▶ [Goal 1]:
Using the Silk article, explain what helped the album Lose Control reach double platinum status, in one to three sentences.
▶ [Goal 2]:
Please carry on the Silk article in the same encyclopedic style, starting after its final sentence.

▶ [Excerpted passage]:
▼
Silk is an American R&B group, formed in 1989 in Atlanta, Georgia. They are best known for their 1993 hit single, "Freak Me", which reached number-one on the US Billboard Hot 100.

Career
Silk is best known for their hit singles, "Freak Me", and "Happy Days" from their debut album, Lose Control. Another hit from Lose Control, "Girl U For Me", helped the album reach double platinum status.  They later had success with singles such as "I Can Go Deep", "Hooked on You", "Don't Rush", "If You" (released February 23, 1999) "Meeting in My Bedroom", and "We're Calling You".  In 1994, Silk won Album Of The Year for Lose Control at the Soul Train Music Awards.

Silk was discovered by the musician Keith Sweat. The group was originally a quintet made up of Timothy "Timzo" Cameron, James "Jimmy" Gates, Jr., Johnathen "John John" Rasboro, Tyga Graham & Albert Allen.  Gary "Big G" Glenn & Gary "Lil G" Jenkins joined shortly after the departures of Graham & Allen. In 2002, Silk left the label and took a hiatus. That same year, Jenkins went on to pursue other interests and made his stage debut in 2002 as 'AJ' in the Tyler Perry play Madea's Family Reunion. He resurfaced musically in 2007 with his solo debut, The Other Side. Silk and Sweat both appeared in the group, Black Men United on the song "U Will Know" which is featured on soundtrack for the movie Jason's Lyric. silk has also appeared on the soundtracks for Booty Call (Feel Good), Made In America (Does He Do It Good w/Keith Sweat),A Low Down Dirty Shame (I Can Go Deep), and Blankman (Cry On).

In 2003 and down to a quartet, Silk released their fifth studio album Silktime on their own label Silk Music Group. The album featured the songs "Silktime", "My Girl", "Alibi", "More", "You (The Baby Song)", "Check My Story" and a cover version of Blue Magic's "Sideshow". That song reunited them with their mentor Keith Sweat. The album appeared in the Billboard 200.
▲
▶ [Raw data]:
▼
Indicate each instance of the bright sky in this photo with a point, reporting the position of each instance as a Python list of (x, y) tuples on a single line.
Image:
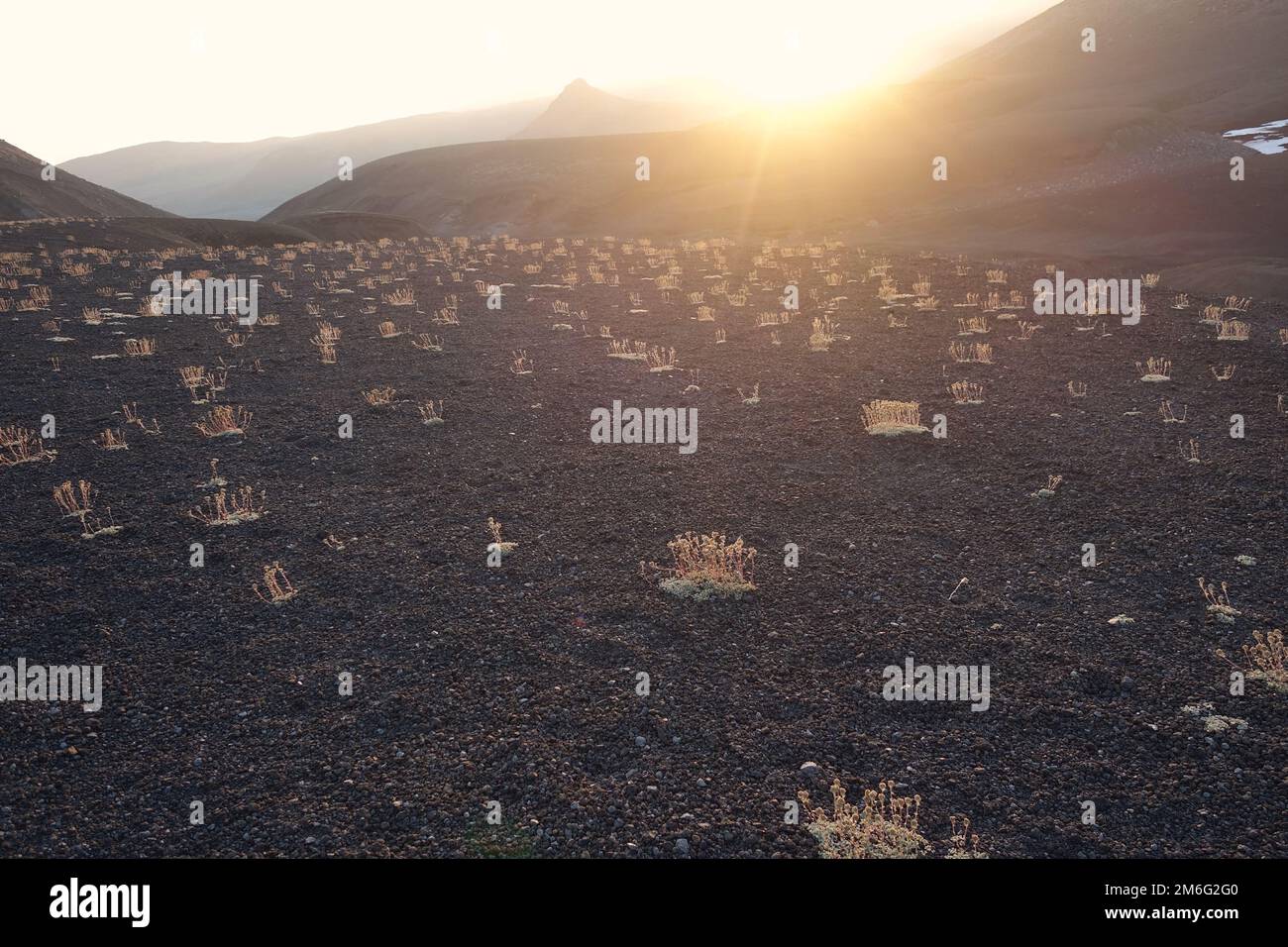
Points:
▲
▶ [Exercise response 1]:
The hit single "Girl U For Me" helped Lose Control reach double platinum status. It was another hit from the album, alongside "Freak Me" and "Happy Days."

▶ [Exercise response 2]:
In 2006, the group returned with their sixth release, a covers album entitled Always And Forever on Shanachie Records. The album featured covers of R&B songs including "Adore" by Prince, "Always and Forever" by Heatwave, and "Secret Garden" by Quincy Jones. "Secret Garden" was the first and only single.

Jenkins has since reunited with Silk and their 7th album, Quiet Storm, was released on March 18, 2016 on Shanachie Records.

In 2018, Silk celebrated 25 years in the music business with two star studded concerts---one at B.B. King's in New York in February and the other in Atlanta in March.  They were also honored with an episode on the popular series Unsung that same year.

Members
 Gary Glenn - second tenor
 Johnathen Rasboro - tenor & lead
 Timothy Cameron - bass
 James "Jimmy" Gates, Jr. - baritone
 Gary Jenkins - lead & tenor

Former members
 Tyga Graham
 Albert Allen

Discography

Albums

Studio albums

Compilation albums

Singles

References

External links
Silk's official website
[ Silk] at AllMusic
Silk at Discogs

American contemporary R&B musical groups
African-American musical groups
American boy bands
Musicians from Atlanta
Musical groups from Georgia (U.S. state)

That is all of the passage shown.